----- Recorded data
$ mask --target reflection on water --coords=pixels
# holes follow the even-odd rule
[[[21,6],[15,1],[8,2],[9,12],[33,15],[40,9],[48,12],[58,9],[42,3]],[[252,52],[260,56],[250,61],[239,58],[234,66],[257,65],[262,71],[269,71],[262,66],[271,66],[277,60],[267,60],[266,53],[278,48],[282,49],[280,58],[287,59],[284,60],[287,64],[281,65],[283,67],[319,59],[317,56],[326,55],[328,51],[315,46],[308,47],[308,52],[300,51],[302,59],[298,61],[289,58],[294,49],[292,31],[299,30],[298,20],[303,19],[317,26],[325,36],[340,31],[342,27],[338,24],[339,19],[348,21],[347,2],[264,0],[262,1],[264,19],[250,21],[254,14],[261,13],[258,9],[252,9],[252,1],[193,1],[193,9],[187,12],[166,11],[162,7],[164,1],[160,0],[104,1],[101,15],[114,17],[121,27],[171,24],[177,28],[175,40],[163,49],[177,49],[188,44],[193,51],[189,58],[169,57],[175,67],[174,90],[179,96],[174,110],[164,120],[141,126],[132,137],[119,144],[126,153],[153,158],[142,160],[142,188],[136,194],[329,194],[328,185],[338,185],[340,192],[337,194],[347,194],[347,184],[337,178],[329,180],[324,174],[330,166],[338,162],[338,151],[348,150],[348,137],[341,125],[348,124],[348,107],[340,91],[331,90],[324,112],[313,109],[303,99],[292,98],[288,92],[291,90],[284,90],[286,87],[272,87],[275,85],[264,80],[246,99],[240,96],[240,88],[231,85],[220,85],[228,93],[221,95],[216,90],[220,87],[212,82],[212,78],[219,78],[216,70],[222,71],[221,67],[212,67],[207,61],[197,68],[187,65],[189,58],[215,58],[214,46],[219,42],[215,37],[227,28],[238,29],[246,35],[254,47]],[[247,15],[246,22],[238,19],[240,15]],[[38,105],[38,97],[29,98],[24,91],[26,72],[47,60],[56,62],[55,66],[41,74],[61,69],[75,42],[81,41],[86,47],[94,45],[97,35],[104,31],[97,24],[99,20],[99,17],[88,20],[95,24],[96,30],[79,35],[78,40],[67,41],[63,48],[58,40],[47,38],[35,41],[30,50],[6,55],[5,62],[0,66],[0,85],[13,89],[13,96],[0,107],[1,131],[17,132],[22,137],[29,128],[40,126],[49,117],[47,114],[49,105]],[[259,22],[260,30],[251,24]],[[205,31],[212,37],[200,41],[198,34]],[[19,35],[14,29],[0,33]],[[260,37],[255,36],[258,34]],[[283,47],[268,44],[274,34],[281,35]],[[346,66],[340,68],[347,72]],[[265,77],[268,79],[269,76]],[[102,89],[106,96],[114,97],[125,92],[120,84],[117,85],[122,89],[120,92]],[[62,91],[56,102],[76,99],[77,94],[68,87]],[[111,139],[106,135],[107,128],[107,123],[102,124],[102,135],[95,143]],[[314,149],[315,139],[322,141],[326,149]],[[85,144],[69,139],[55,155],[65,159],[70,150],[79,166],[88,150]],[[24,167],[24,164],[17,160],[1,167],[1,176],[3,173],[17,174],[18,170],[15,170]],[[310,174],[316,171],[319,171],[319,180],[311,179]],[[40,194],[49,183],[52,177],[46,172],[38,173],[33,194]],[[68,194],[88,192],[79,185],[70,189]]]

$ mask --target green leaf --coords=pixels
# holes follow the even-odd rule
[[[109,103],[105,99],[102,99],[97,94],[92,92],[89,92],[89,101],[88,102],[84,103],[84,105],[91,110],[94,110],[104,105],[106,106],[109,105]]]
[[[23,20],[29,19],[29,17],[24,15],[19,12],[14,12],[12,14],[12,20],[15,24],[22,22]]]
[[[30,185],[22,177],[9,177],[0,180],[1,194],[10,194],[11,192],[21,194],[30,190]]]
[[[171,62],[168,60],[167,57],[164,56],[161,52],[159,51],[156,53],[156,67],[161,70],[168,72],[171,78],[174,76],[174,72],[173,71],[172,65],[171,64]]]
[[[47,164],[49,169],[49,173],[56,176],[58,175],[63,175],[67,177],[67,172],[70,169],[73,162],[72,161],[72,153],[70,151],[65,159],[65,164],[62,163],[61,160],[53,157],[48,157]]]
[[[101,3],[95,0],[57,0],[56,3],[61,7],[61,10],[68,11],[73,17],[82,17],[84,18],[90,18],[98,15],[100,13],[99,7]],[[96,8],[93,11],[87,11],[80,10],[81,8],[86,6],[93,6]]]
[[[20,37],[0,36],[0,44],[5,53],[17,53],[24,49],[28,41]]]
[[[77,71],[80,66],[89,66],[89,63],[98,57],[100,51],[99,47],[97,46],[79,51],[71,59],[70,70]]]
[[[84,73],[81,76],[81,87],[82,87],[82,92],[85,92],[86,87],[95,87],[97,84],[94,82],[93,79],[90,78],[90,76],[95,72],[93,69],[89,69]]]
----------
● **Task brief**
Reproduce these lines exactly, from the line with "green leaf --coords=pixels" through the line with "[[[20,37],[0,36],[0,44],[5,53],[17,53],[24,49],[28,41]]]", both included.

● **Task output**
$ mask --target green leaf --coords=pixels
# holes follow the even-odd rule
[[[109,103],[105,99],[102,99],[97,94],[92,92],[89,92],[89,101],[88,102],[84,103],[84,105],[91,110],[94,110],[104,105],[106,106],[109,105]]]
[[[23,20],[29,19],[29,17],[24,15],[19,12],[14,12],[12,14],[12,20],[15,24],[22,22]]]
[[[30,185],[22,177],[9,177],[0,180],[1,194],[10,194],[11,192],[21,194],[30,190]]]
[[[171,62],[168,60],[167,57],[164,56],[161,52],[159,51],[156,53],[156,67],[161,70],[168,72],[171,78],[174,76],[174,72],[173,71],[172,65],[171,64]]]
[[[47,164],[49,169],[49,173],[56,176],[58,175],[63,175],[67,177],[67,172],[70,169],[73,162],[72,161],[72,153],[70,151],[65,159],[65,164],[62,163],[61,160],[53,157],[48,157]]]
[[[101,3],[95,0],[57,0],[56,3],[61,7],[61,10],[68,11],[73,17],[82,17],[84,18],[90,18],[98,15],[100,13],[99,7]],[[96,8],[93,11],[87,11],[80,10],[81,8],[86,6],[93,6]]]
[[[20,37],[0,36],[0,44],[5,53],[17,53],[24,49],[28,41]]]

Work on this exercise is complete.